*TASK 1*
Rewrite the passage on the basketball hot hand, starting at "On the play, however, Pierce" and ending at "for the title.", with "Pierce" replaced by "Paul Pierce".
*TASK 2*
Answer these questions from the passage on the basketball hot hand:
(a) Whose saying that absence of evidence is not evidence of absence does it cite?
(b) What was the final score of the win for the title?
(c) On which player did Bryant draw a shooting foul?
*TASK 3*
Continue the passage on the basketball hot hand from its last sentence.

This has major implications for how we watch and remember sporting events. Maybe the most obvious example of this is the so-called "hot hand" in basketball: the idea that a shooter is "in the zone," and more likely than normal to hit any given shot. Various studies have looked for and failed to find evidence for the hot hand. It's entirely possible that the hot hand is wholly illusory, that it's just the clustering illusion in play. However, as Carl Sagan was wont to say, absence of evidence is not evidence of absence. Except for free throws, in which shot selection and defense have no play, shooting accuracy is highly contextual. Some shots are wide open, while others are tightly contested. They are shot from all over the field. Some are shot on the run, others are shot on the step back, while still others are spot up shots. What's more, players are intensely aware that they're hot, and as a result may shoot any hot hand they have in the foot (as it were). All these factors conspire to make the hot hand difficult indeed to discern. (For free throws, there is apparently a moderate hot hand; see this paper (or at least its abstract) by Jeremy Arkes.)

But a more basic example is in how we all remember and talk about the game afterward. We talk about the shooting struggles of such and such a player, and how (if our team won) he overcame that adversity and pushed through to get the win. We look back in our memory and find events that, although they seemed minor at the time, turned out to have momentous impact on the outcome of the game. Consider this account of Game 7 of the 2010 NBA Finals:
With 8:24 left in the third quarter, Celtics point guard Rajon Rondo picked up a loose rebound off Paul Pierce's miss from 19 feet, and pushed it back in to put the Celtics up 49-36. And through 28 minutes of play, Kobe Bryant had had an abysmally poor night on the offensive end. He had shot three of 17 from the field and one of three from the free throw line for seven points and a true shooting percentage of only 19 percent. Largely as a result of his terrible performance, the Lakers found themselves down by 13. To be sure, Bryant had eight rebounds (four of them on the offensive end), but that hardly put a dent in his overall play.

On the play, however, Pierce injured his shoulder and had to sit out for a spell. Bryant thought he saw something that he could exploit as a result, and went to work. On the very next play, he drove into the lane and drew a shooting foul on forward Rasheed Wallace. He only made one of his two free throws, but from then on his performance surged abruptly upward. Starting with that play and for the rest of the game, Bryant gathered seven more rebounds and shot three of seven from the field and 10 of 12 from the free throw line for 16 points and a true shooting percentage of 65 percent, leading his team to a 83-79 win for the title.

*PROVIDED MATERIAL*

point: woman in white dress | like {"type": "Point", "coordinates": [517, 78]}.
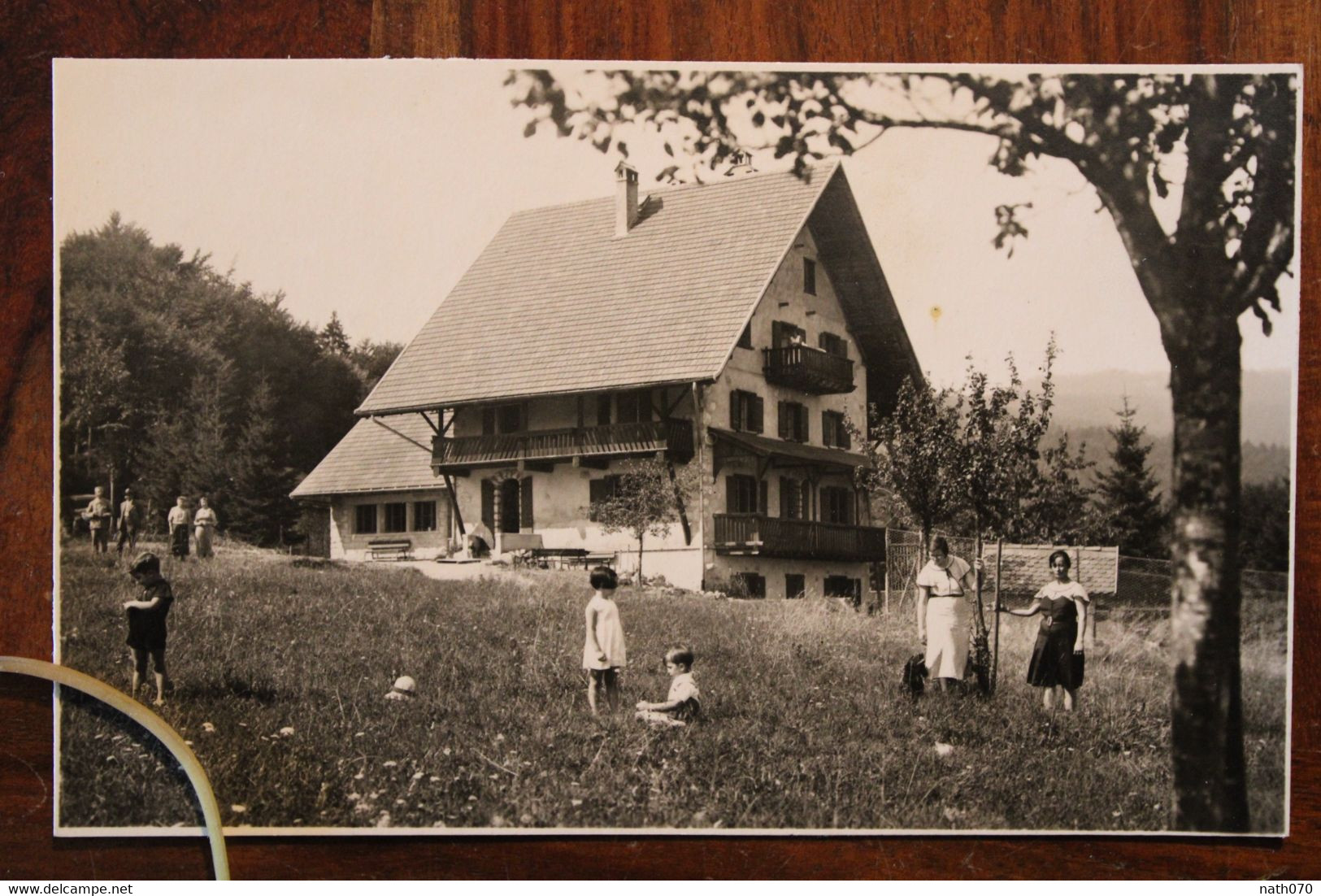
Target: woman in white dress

*WRITTEN REPLY 1*
On the play, however, Paul Pierce injured his shoulder and had to sit out for a spell. Bryant thought he saw something that he could exploit as a result, and went to work. On the very next play, he drove into the lane and drew a shooting foul on forward Rasheed Wallace. He only made one of his two free throws, but from then on his performance surged abruptly upward. Starting with that play and for the rest of the game, Bryant gathered seven more rebounds and shot three of seven from the field and 10 of 12 from the free throw line for 16 points and a true shooting percentage of 65 percent, leading his team to a 83-79 win for the title.

*WRITTEN REPLY 2*
(a) Carl Sagan
(b) 83-79
(c) Rasheed Wallace

*WRITTEN REPLY 3*
Sounds pretty interesting, doesn't it? Makes you wonder what it was that Kobe saw that he could take advantage of. I would wonder, too, except that I just now made it up. Everything else is true, but the sentence in bold is conjured out of whole cloth. Actually, Kobe simply tossed his hands in frustration for a second before taking the inbounds pass and dribbling it upcourt. In trying this narrative out on a couple of folks, though, I found that it was compelling because once people see the remarkable contrast between Kobe's play before that moment and his play after it, they assume that something equally remarkable must have happened to precipitate it. We will latch onto any little thing as an explanation, even if it had no more to do in fact with the game than any other little thing. Right place, right time.

As far as I can tell, though, there was nothing in that game that happened to Kobe. Aside from a trio of truly horrible shots that he took with the shot clock running down, his shot selection was not noticeably worse while the Lakers were falling behind than it was during their comeback. Sometimes, you know, a cigar really is just a cigar.

2 comments:

  1. Human performance is such a mystery, though -- surely there is statistical evidence for having an "off" day? I can understand limited evidence for the "hot hand", but presumably people have good and bad games, and there is evidence in the statistics that breaks down the better and worse performance, right?

    I'm reluctant to trust my intuition, based on cycling and other sports (and programming?), and I do presume that professional sports provides better evidence for this kind of thing because of both consistent motivation and elaborate stats keeping.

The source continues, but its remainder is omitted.